## PROVIDED PASSAGE

────────────────────

Capitalist ownership and control of nearly everything means that wages and salaries are necessary to obtain sufficient food, water, clothing and housing to survive as individuals and communities. Capitalists have become the gate – keepers to access to these necessities for individual, group and species survival. The fact that unemployment is now a large-scale structural part of the capitalist mode of production means that the gate has been closed to millions. There are now literally millions who now are unable to access sufficient food and adequate water. Hence the appearance of food banks in the advanced countries, and food aid deliveries in undeveloped ones – with all the personal and social symptoms and tensions this implies.

B) Economic production – 2 (shelter, clothing and rest)

In this category also, the capitalist class by its ownership and control of land and machinery has removed the possibility of most human families and communities to provide their own supply of adequate housing, clothing and of determining their own requirements for quality rest and enjoyable leisure. For working people, white – collar and blue, a wage or salary is absolutely necessary to obtain an adequate supply of these additional fundamental requirements. And here too, the fact of mass levels of unemployment means people can become homeless, hungry, cold and listless – through no fault of their own. Even with a wage or salary – if it is a low paid one – then humanely adequate levels of these necessities are practically unobtainable. Embarrasing short-lived charity and state benefits are often provided, but these are not a long term solution to the problems facing the bulk of humanity.

C) Economic production – 3 (tools of production.)

────────────────────

## RECORDED DATA
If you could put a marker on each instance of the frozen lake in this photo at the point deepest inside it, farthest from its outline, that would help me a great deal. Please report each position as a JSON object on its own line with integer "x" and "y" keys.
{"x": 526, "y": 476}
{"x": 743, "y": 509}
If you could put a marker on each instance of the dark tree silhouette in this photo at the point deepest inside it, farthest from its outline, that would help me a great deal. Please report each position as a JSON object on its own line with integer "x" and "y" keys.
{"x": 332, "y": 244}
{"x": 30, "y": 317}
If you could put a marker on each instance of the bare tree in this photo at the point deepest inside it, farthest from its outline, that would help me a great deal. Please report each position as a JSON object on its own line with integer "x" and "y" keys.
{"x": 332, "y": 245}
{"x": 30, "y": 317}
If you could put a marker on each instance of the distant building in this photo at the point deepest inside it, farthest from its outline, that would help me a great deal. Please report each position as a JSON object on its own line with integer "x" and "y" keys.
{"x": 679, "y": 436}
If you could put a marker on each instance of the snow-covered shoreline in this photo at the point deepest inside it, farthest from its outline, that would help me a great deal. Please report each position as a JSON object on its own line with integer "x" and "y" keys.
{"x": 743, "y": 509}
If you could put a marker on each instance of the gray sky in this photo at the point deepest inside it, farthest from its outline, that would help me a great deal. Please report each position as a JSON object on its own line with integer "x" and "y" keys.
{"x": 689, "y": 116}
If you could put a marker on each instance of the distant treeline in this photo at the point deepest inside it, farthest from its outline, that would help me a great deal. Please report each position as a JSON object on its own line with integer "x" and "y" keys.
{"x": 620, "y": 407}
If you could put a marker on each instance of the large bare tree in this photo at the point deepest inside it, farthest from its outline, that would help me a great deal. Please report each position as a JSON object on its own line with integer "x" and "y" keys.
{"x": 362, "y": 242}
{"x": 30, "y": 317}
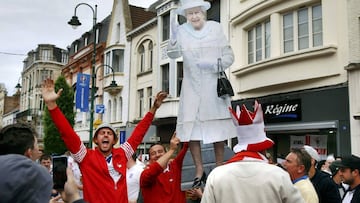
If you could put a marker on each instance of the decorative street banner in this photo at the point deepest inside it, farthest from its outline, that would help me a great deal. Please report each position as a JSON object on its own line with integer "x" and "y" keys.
{"x": 100, "y": 108}
{"x": 82, "y": 92}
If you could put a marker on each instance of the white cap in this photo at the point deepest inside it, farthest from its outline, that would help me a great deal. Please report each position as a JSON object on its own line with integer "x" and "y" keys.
{"x": 312, "y": 152}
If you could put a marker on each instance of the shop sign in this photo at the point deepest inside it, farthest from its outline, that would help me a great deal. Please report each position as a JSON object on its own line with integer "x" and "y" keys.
{"x": 282, "y": 111}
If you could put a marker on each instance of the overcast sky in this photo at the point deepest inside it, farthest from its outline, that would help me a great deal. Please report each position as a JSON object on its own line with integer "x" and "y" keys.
{"x": 26, "y": 23}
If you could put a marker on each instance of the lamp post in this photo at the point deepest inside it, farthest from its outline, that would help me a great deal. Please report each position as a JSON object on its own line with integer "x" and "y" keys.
{"x": 75, "y": 22}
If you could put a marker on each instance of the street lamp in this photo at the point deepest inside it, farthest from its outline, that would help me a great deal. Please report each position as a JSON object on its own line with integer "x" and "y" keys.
{"x": 18, "y": 87}
{"x": 75, "y": 22}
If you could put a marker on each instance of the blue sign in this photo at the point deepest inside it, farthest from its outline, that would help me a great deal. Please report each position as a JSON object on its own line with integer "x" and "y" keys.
{"x": 82, "y": 92}
{"x": 100, "y": 108}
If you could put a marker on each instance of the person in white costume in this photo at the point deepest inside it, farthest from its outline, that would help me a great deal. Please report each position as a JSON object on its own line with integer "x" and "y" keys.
{"x": 247, "y": 176}
{"x": 133, "y": 172}
{"x": 202, "y": 114}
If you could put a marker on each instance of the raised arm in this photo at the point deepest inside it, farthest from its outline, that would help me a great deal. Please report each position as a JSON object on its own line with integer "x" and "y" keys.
{"x": 174, "y": 144}
{"x": 68, "y": 135}
{"x": 142, "y": 127}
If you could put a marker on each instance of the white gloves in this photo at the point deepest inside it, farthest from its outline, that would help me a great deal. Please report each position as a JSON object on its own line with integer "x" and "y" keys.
{"x": 205, "y": 64}
{"x": 173, "y": 29}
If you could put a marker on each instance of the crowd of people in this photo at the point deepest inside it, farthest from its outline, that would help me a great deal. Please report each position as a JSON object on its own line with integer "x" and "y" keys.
{"x": 115, "y": 174}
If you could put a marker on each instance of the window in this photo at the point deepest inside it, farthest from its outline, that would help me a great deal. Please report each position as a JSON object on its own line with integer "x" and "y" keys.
{"x": 317, "y": 25}
{"x": 166, "y": 27}
{"x": 118, "y": 60}
{"x": 142, "y": 58}
{"x": 44, "y": 74}
{"x": 259, "y": 42}
{"x": 299, "y": 32}
{"x": 149, "y": 95}
{"x": 141, "y": 102}
{"x": 151, "y": 55}
{"x": 46, "y": 55}
{"x": 165, "y": 77}
{"x": 179, "y": 77}
{"x": 114, "y": 115}
{"x": 64, "y": 56}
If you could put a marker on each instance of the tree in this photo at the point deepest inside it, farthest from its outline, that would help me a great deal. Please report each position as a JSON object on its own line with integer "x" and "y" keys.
{"x": 53, "y": 144}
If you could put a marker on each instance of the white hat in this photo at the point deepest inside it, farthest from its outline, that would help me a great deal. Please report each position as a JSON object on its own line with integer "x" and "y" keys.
{"x": 250, "y": 129}
{"x": 312, "y": 152}
{"x": 186, "y": 4}
{"x": 105, "y": 125}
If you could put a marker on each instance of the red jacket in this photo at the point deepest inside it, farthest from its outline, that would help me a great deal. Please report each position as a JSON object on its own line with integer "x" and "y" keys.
{"x": 159, "y": 185}
{"x": 97, "y": 182}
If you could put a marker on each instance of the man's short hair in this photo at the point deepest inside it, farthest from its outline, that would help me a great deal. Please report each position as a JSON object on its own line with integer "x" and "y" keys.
{"x": 303, "y": 158}
{"x": 45, "y": 157}
{"x": 17, "y": 138}
{"x": 157, "y": 143}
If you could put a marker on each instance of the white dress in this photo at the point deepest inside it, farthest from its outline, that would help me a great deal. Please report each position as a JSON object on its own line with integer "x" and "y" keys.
{"x": 202, "y": 114}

────────────────────

## YOUR GOAL
Write out the part of the passage on capitalism and basic necessities that begins at the words "Capitalist ownership and" and stops after "tensions this implies.".

## EXERCISE RESULT
Capitalist ownership and control of nearly everything means that wages and salaries are necessary to obtain sufficient food, water, clothing and housing to survive as individuals and communities. Capitalists have become the gate – keepers to access to these necessities for individual, group and species survival. The fact that unemployment is now a large-scale structural part of the capitalist mode of production means that the gate has been closed to millions. There are now literally millions who now are unable to access sufficient food and adequate water. Hence the appearance of food banks in the advanced countries, and food aid deliveries in undeveloped ones – with all the personal and social symptoms and tensions this implies.